▶ Given text
_ _ _ _ _

Windows clustering glossary

Windows clustering glossary

To configure the Microsoft Cluster Service with Windows 2000 Advanced Server, you need to have a solid grounding in the various terms that are used with the Cluster Service. Because the Cluster Service is a bit complicated, and the setup requires that you grasp a number of important concepts, I have put together this glossary of terms for working with the Cluster Service.

This glossary will cover some of the basic terms you need to know, with a few useful tips thrown in.

Please note that this list is not intended to be exhaustive, but to acquaint you with the key terms you need to understand for configuration purposes. The list is also not in alphabetical order, as terms are loosely grouped by subject.

Cluster

One or more servers working together, which appear as a single (virtual) server to the network. Multiple servers in the cluster provide redundant operations in case of a failure on one of the servers.

Node

The name for each server within a cluster to distinguish between a virtual server and the actual physical server.

Group

A container for logically linked resources that are required for an application to run. All resources that list dependencies must reside in the same group and must be online on the same node at the same time to function. Typically, each clustered application or service installed on the cluster is placed in its own group.

_ _ _ _ _

▶ Supplied entries
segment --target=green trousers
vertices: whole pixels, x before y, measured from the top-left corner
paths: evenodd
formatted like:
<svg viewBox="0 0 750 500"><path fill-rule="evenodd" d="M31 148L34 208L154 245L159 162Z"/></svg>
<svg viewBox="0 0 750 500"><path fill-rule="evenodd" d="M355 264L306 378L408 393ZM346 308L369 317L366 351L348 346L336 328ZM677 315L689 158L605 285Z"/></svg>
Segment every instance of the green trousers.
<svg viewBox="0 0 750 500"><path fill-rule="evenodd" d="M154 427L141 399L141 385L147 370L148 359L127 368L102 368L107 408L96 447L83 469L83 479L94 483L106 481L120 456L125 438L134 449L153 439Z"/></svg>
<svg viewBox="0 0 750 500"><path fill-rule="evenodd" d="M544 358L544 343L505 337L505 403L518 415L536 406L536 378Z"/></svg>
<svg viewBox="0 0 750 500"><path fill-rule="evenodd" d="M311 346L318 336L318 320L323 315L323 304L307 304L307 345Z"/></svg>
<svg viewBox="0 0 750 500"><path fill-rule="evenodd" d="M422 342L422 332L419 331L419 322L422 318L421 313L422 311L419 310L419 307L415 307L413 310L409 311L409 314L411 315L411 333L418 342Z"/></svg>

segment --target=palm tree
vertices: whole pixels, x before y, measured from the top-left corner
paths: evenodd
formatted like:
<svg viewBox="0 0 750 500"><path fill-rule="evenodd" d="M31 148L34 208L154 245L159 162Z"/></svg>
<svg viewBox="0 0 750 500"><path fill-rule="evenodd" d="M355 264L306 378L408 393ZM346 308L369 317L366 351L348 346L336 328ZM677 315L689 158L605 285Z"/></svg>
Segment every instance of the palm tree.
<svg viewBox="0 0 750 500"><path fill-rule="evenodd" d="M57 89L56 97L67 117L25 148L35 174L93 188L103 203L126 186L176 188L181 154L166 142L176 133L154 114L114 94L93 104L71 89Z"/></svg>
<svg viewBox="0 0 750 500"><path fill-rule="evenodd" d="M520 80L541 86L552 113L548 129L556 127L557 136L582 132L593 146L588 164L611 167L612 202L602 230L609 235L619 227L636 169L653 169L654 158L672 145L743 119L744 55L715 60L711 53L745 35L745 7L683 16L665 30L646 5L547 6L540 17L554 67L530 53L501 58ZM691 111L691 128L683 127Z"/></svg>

_ _ _ _ _

▶ Request A
From the clustering glossary above, copy the passage between "Please note that" and "actual physical server.", inclusive.
▶ Request B
According to the clustering glossary above, where is each clustered application or service installed on the cluster typically placed?
▶ Request C
Extend the clustering glossary above, picking up after its last sentence.

▶ Expected answer A
Please note that this list is not intended to be exhaustive, but to acquaint you with the key terms you need to understand for configuration purposes. The list is also not in alphabetical order, as terms are loosely grouped by subject.

Cluster

One or more servers working together, which appear as a single (virtual) server to the network. Multiple servers in the cluster provide redundant operations in case of a failure on one of the servers.

Node

The name for each server within a cluster to distinguish between a virtual server and the actual physical server.

▶ Expected answer B
Each one is typically placed in its own group.

▶ Expected answer C
Resources

The lowest units managed by Cluster Service. Resources are logical or physical entities managed by the cluster and grouped logically into a cluster group. They can have dependencies—a reliance on another resource to successfully come online before they can go online themselves. (Interrelated dependencies result in a dependency tree.) Some dependencies are required (built-in) when using the Cluster Administrator MMC, but you can manually add logical dependencies where it makes sense. Resources can also have parameters specific to the resource. For example, the actual IP address is the parameter specific to the IP Address resource, whereas the DHCP server resource has parameters for the DHCP database location, backup database location, and audit log.

Active/active vs. active/passive

Terms that describe the server roles with regard to clustering services. With an active/active configuration, each node runs applications but can provide failover capability for the other server. With an active/passive configuration, one node runs the applications and the other server remains unused until failover occurs. Active/active has the benefit of lower cost (both servers are being used) but at the risk of lower performance should one server fail. Active/passive has the benefit of offering better performance after failover, but at a higher cost, since one server remains dormant at all times.

Heartbeat

A single UDP packet sent between nodes in the cluster (usually via the private network) to confirm that they are still online. The first node online in the cluster is responsible for initiating heartbeats to the other nodes.

LooksAlive check

A simple check to verify that a resource is running properly. If it fails or cannot determine the status, the more thorough IsAlive check is used.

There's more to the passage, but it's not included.